PROBLEM REQUIREMENTS:
Transcribe all of the data below verbatim, leaving out the pictures.

— start MATERIALS PROVIDED —

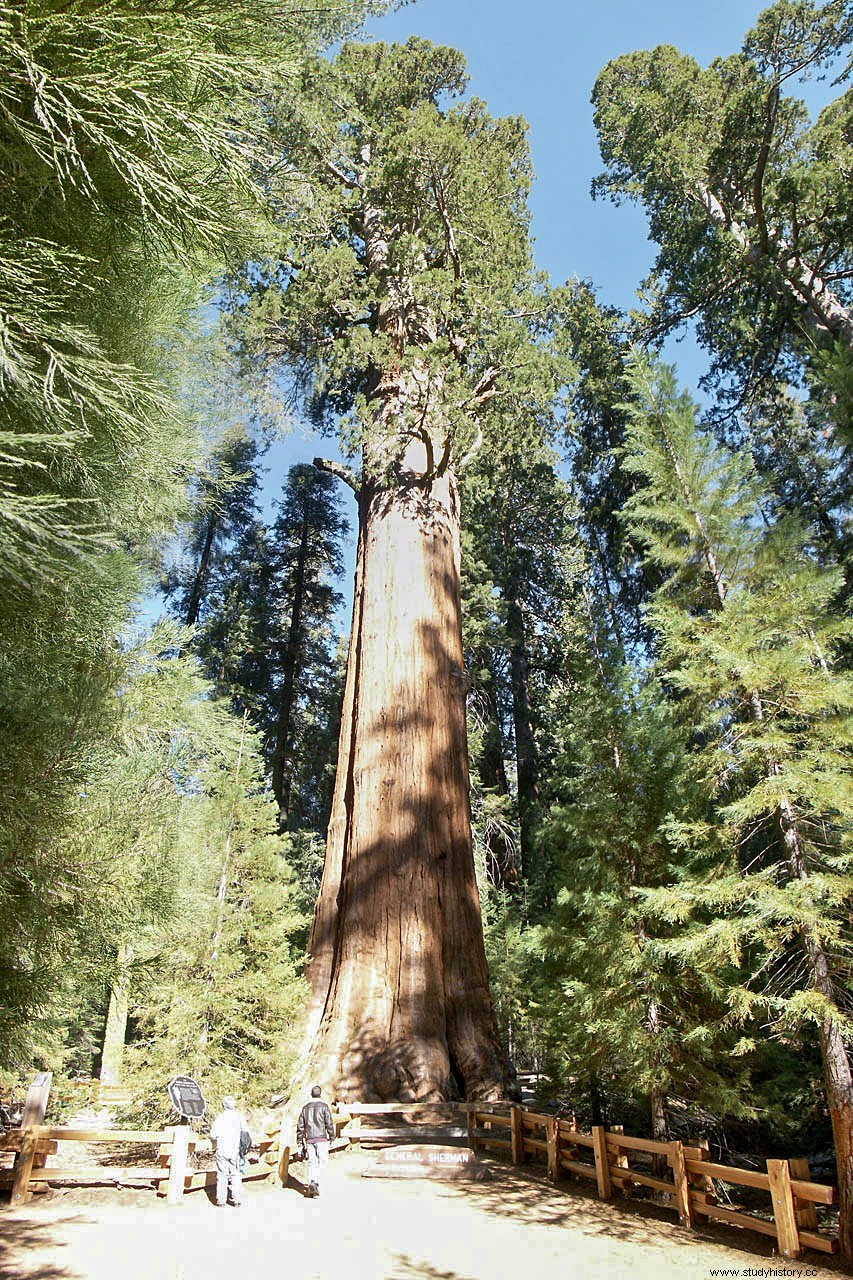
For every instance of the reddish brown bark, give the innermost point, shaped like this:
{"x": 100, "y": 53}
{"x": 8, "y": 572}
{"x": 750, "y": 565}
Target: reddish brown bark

— end MATERIALS PROVIDED —

OUTPUT:
For every instance of the reddish brown bark, give the innermost point, shaped like this:
{"x": 100, "y": 53}
{"x": 8, "y": 572}
{"x": 750, "y": 565}
Target: reddish brown bark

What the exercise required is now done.